[Texte fourni]
07 Sep Suite à une blessure…Qui devrais-je consulter?
Suite à une blessure, je me demande comme acupuncteur, à quels stades de la douleur et de l’inflammation l’ ostéopathe peut-il intervenir?
-Valérie Léonard, Ostéopathe :
Notre travail, en tant qu’ostéopathe, consiste à trouver la cause de la douleur et de l’inflammation afin de la normaliser pour aider le corps à retrouver sa fonction normale. On fonctionne un peu comme un garagiste. Lorsque votre véhicule commence à faire un bruit, vous l’amenez au garage pour qu’avec une inspection, on puisse trouver et régler la source du problème. En tant qu’ostéopathe, on effectue des tests cliniques pour déterminer la source de la douleur et de l’inflammation afin d’intervenir au niveau des structures problématiques.
Nous intervenons à tous les stades de douleur et d’inflammation. Par contre, c’est leur intensité qui va décider du type dintervention ostéopathique. Si la condition est plus aiguë, nous allons probablement adopter une approche plus tissulaire, viscérale ou crânienne et si la condition est devenue chronique, de différentes interventions seront priorisées.
Dans tous les cas, on travaille avec le corps de notre patient afin de l’aider à retrouver un alignement et de la mobilité aux structures qui sont atteintes.
-Olivier Roy, Acupuncteur :
Très intéressant Valérie. Par quels mécanismes ostéopathiques pouvez-vous aider à soulager la douleur chez vos clients?
-Valérie Léonard, Ostéopathe :
Les principes fondamentaux de l’ostéopathie ont été énoncés par Andrew Taylor Still.
1. Le rôle de l’artère est absolu : Tout comme le système nerveux, le système circulatoire (artériel, veineux et lymphatique) doit bien fonctionner afin de garder notre corps en bonne santé. Les structures du corps doivent être bien vascularisées et nourries pour faire leur travail adéquatement.

[Données à examiner]

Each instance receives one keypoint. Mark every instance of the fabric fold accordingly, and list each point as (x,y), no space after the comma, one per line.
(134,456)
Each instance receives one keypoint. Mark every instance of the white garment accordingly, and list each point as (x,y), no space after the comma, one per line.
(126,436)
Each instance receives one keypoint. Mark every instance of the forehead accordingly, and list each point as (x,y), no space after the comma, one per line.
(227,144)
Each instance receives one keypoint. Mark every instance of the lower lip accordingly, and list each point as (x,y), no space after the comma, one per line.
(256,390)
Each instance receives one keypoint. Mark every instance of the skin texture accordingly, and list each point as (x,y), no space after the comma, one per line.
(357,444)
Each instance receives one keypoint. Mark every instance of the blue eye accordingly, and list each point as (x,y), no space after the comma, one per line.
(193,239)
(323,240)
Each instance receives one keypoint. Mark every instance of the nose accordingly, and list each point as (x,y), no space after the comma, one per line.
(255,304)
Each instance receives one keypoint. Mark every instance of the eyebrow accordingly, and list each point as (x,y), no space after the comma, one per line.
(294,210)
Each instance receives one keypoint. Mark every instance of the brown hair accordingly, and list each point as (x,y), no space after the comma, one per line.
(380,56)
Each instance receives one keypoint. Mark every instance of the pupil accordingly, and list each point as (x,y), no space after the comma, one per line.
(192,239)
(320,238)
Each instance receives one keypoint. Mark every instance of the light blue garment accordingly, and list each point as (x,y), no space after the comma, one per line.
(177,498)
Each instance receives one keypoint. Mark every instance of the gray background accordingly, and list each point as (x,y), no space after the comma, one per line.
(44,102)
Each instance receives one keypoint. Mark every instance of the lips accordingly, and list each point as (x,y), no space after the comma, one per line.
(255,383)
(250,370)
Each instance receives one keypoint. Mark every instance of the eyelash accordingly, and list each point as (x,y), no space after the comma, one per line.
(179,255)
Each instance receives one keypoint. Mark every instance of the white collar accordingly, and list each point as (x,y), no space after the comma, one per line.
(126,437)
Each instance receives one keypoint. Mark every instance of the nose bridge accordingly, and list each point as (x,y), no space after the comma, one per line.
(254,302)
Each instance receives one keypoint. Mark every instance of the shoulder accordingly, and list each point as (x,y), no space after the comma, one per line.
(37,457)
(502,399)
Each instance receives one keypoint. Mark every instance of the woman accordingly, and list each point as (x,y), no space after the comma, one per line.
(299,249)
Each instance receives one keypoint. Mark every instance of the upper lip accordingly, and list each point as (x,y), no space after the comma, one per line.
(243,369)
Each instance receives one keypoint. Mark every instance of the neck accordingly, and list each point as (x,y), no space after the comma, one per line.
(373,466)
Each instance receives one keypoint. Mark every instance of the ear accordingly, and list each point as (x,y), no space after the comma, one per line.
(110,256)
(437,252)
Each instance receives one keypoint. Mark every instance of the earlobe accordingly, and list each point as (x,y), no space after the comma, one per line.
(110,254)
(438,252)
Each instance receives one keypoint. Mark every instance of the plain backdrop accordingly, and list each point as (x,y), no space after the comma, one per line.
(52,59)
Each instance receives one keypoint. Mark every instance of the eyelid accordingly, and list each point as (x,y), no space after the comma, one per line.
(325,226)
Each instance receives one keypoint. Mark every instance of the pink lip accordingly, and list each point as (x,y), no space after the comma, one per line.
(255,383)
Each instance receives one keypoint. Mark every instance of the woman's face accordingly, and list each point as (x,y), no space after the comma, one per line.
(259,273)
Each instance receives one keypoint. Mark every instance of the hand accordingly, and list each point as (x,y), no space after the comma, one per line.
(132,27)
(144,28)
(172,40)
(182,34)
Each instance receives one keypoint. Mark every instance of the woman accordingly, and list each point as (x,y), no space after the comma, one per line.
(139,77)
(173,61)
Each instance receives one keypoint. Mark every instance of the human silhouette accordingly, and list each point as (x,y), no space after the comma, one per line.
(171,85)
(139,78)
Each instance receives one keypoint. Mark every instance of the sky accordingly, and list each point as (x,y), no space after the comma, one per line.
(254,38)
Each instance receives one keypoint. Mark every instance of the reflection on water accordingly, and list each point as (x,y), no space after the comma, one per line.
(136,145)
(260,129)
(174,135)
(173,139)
--
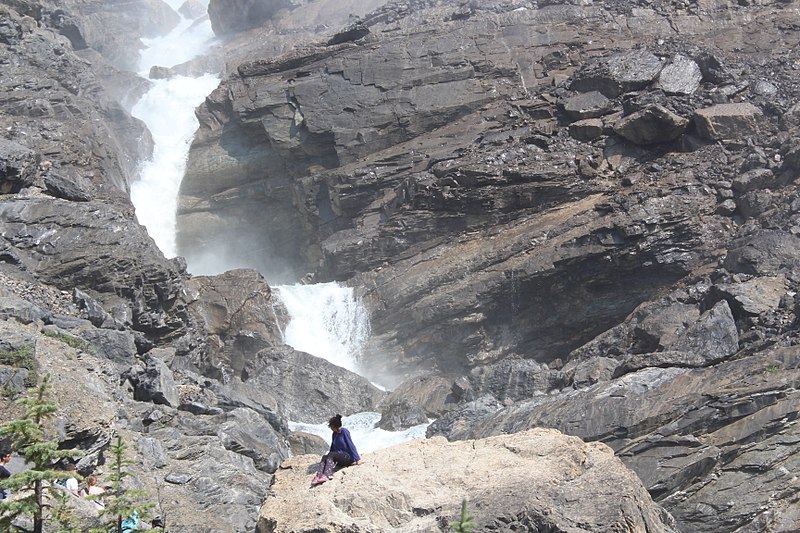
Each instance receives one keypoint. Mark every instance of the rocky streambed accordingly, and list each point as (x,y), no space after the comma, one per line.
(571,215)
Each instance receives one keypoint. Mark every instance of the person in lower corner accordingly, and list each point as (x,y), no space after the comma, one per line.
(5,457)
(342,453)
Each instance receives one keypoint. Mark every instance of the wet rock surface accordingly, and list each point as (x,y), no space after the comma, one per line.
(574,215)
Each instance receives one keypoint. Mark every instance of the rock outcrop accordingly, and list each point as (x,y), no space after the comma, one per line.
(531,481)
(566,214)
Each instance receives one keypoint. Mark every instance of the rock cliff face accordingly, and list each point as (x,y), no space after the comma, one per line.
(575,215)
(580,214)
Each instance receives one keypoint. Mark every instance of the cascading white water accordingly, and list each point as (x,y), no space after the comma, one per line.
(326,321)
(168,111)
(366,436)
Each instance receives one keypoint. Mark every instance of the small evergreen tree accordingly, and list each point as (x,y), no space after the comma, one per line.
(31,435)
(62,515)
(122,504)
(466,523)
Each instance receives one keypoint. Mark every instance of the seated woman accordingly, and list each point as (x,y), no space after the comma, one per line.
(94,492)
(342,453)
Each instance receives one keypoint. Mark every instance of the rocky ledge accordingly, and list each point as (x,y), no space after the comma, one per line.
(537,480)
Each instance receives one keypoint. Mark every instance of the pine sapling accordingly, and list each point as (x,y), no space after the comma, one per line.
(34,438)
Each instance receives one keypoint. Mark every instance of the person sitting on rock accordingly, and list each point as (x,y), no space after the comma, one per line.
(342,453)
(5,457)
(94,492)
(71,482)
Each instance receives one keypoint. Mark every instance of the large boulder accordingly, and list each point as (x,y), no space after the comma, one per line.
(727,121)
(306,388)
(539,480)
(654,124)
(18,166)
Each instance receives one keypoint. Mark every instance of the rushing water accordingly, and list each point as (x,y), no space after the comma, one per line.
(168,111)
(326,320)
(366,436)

[Travail à réaliser]
Selon le texte fourni, qui a énoncé les principes fondamentaux de l'ostéopathie ?

[Solution de l'exercice]
Andrew Taylor Still.